Extrait donné:
--- --- ---
Parmi ces sacrements, celui de pénitence a sans doute créé le plus d'occasions d’emprise du clerc-confesseur sur ses pénitent•es, compte tenu de l'importance singulière prise dans la confession auriculaire par l’aveu personnel – et dans certains cas, par la recherche obsédée, inquisitoriale de cet aveu - des péchés commis contre le sixième commandement, étendu, alors qu'il ne concerne en théorie que l'adultère, à l'ensemble des comportements sexuels. Les « stripconfessions » de l’abbé Santier ou les pelotages pseudo-psychanalytiques de l’abbé Anatrella relèvent bien de cette obsession du « peccati carne » que fouaillaient encore naguère les prêtres italiens de Rome [8]. 

L'Église « experte en humanité »

Dans ces conditions, si des leaders de l'Église catholique peuvent être soupçonnés de duplicité, de vies  parallèles, qu'ils auraient pris soin de cloisonner et qui  s'affranchiraient des principes affichés par eux, la hiérarchie catholique peut-elle continuer à se poser dans son ensemble, au-dessus du « peuple de Dieu », sans ironie ou cynisme, en « experte en humanité » dans la lignée du discours de Paul VI à l’Onu en octobre 1965 ?
--- --- ---
Consigne écrite 1:
Réécrivez en liste numérotée la portion du listing qui commence au début du listing et se termine à la ligne contenant « [53,76,610,350] », bornes incluses, en supprimant les lignes vides. N'incluez pas les images dans la réponse.

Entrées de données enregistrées
--- --- ---
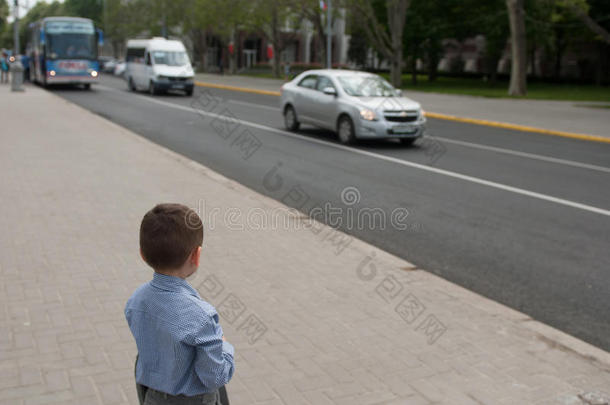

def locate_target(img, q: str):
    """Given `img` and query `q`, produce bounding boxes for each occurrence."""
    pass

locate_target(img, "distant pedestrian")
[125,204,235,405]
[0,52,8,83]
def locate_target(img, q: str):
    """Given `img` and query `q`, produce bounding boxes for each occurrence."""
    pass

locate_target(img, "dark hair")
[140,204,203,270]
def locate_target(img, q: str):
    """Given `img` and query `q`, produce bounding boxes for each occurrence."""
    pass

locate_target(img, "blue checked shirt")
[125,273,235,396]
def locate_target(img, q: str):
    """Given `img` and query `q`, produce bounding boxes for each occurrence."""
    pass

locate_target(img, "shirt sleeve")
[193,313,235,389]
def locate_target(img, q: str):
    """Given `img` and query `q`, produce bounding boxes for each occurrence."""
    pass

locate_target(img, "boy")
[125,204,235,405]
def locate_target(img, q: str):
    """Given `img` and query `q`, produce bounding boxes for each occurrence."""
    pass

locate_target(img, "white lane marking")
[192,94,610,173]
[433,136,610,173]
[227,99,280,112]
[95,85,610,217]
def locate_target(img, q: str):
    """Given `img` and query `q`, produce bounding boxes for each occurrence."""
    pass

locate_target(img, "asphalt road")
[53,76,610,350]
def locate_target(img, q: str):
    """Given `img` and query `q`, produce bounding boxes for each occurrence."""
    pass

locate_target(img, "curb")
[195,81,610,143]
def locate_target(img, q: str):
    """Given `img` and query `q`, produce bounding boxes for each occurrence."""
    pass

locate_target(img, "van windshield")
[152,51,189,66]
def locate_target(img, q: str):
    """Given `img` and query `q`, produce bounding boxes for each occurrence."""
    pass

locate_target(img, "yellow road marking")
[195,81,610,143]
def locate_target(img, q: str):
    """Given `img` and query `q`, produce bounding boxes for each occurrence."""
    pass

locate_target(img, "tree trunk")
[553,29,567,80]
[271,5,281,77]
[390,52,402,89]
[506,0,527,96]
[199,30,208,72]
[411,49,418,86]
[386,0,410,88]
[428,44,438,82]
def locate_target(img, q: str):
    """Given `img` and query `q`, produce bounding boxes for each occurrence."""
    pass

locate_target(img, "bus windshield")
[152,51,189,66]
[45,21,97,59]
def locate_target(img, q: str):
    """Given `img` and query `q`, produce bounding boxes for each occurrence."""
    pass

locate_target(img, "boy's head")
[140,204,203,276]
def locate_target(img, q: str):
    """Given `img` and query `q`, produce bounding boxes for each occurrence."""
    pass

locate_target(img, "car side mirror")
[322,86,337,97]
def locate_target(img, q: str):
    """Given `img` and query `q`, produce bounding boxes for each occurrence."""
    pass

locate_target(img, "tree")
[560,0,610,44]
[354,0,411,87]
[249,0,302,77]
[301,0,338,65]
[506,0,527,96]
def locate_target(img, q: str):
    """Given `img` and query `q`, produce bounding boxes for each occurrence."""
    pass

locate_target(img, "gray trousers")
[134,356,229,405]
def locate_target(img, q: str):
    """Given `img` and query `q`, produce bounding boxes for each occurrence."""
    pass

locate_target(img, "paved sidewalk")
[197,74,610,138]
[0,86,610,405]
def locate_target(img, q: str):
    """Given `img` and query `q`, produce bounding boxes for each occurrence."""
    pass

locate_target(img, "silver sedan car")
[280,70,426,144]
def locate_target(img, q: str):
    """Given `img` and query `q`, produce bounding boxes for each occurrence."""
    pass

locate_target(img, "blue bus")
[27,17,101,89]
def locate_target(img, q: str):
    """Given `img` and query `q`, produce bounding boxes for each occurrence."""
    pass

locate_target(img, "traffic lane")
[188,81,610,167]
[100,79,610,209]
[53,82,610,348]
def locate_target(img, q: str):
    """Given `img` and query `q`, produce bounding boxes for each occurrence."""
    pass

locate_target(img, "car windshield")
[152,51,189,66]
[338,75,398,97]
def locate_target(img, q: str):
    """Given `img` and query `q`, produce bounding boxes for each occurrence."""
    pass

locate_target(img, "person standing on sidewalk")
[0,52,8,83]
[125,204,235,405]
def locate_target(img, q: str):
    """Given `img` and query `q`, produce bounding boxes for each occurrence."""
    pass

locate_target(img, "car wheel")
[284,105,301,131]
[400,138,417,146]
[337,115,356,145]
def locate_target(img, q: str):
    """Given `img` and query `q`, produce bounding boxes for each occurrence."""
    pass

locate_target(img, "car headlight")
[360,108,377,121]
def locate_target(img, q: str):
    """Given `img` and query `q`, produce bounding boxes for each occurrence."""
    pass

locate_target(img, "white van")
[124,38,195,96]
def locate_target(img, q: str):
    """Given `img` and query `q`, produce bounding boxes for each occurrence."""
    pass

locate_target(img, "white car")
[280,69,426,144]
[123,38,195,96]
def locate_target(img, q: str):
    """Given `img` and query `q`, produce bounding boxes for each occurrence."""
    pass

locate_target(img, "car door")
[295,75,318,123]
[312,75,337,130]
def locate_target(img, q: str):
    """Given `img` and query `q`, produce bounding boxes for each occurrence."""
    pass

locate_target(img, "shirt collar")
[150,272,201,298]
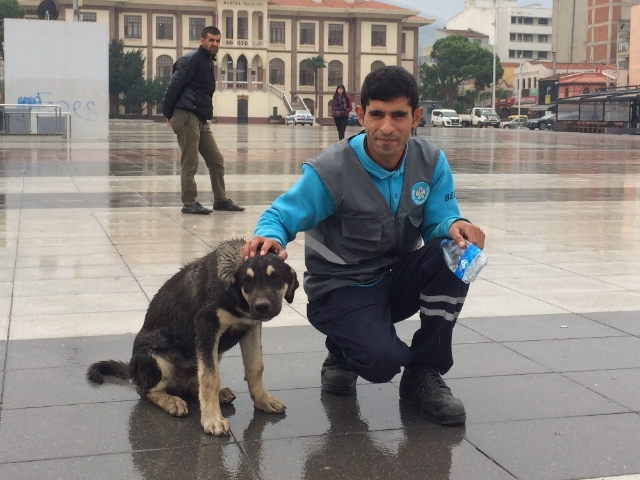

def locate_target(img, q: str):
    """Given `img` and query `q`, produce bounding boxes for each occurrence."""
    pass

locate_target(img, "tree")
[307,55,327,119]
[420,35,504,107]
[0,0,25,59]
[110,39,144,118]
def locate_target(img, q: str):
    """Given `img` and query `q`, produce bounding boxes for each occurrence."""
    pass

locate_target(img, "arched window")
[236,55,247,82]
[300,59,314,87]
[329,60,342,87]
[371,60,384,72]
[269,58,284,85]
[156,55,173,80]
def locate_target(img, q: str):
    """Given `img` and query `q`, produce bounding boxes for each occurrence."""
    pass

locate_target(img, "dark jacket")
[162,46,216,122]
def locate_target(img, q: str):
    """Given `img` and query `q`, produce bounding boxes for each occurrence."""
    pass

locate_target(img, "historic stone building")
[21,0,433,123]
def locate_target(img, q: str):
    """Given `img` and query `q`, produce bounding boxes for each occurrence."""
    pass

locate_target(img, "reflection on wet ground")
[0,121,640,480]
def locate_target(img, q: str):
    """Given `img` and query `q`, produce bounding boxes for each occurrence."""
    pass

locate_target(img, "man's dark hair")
--- --- ---
Consigne écrite 2:
D'après l'extrait, dans la lignée de quel discours s'inscrit l'expression « experte en humanité » ?

Réponse 1:
1. def locate_target(img, q: str):
2.     """Given `img` and query `q`, produce bounding boxes for each occurrence."""
3.     pass
4. locate_target(img, "distant pedestrian")
5. [125,204,235,405]
6. [0,52,8,83]
7. def locate_target(img, q: str):
8.     """Given `img` and query `q`, produce bounding boxes for each occurrence."""
9.     pass
10. locate_target(img, "dark hair")
11. [140,204,203,270]
12. def locate_target(img, q: str):
13.     """Given `img` and query `q`, produce bounding boxes for each occurrence."""
14.     pass
15. locate_target(img, "blue checked shirt")
16. [125,273,235,396]
17. def locate_target(img, q: str):
18.     """Given `img` and query `q`, produce bounding boxes for each occurrence."""
19.     pass
20. locate_target(img, "shirt sleeve")
21. [193,313,235,389]
22. def locate_target(img, q: str):
23.     """Given `img` and query `q`, produce bounding boxes for each occurrence."""
24.     pass
25. locate_target(img, "boy")
26. [125,204,235,405]
27. def locate_target(img, q: str):
28.     """Given `img` and query `q`, produce bounding boxes for each occurrence."""
29.     pass
30. locate_target(img, "white lane marking")
31. [192,94,610,173]
32. [433,136,610,173]
33. [227,99,280,112]
34. [95,85,610,217]
35. def locate_target(img, q: str):
36.     """Given `img` and query `q`, produce bounding boxes for each occurrence."""
37.     pass
38. locate_target(img, "asphalt road")
39. [53,76,610,350]

Réponse 2:
Le discours de Paul VI à l'Onu en octobre 1965.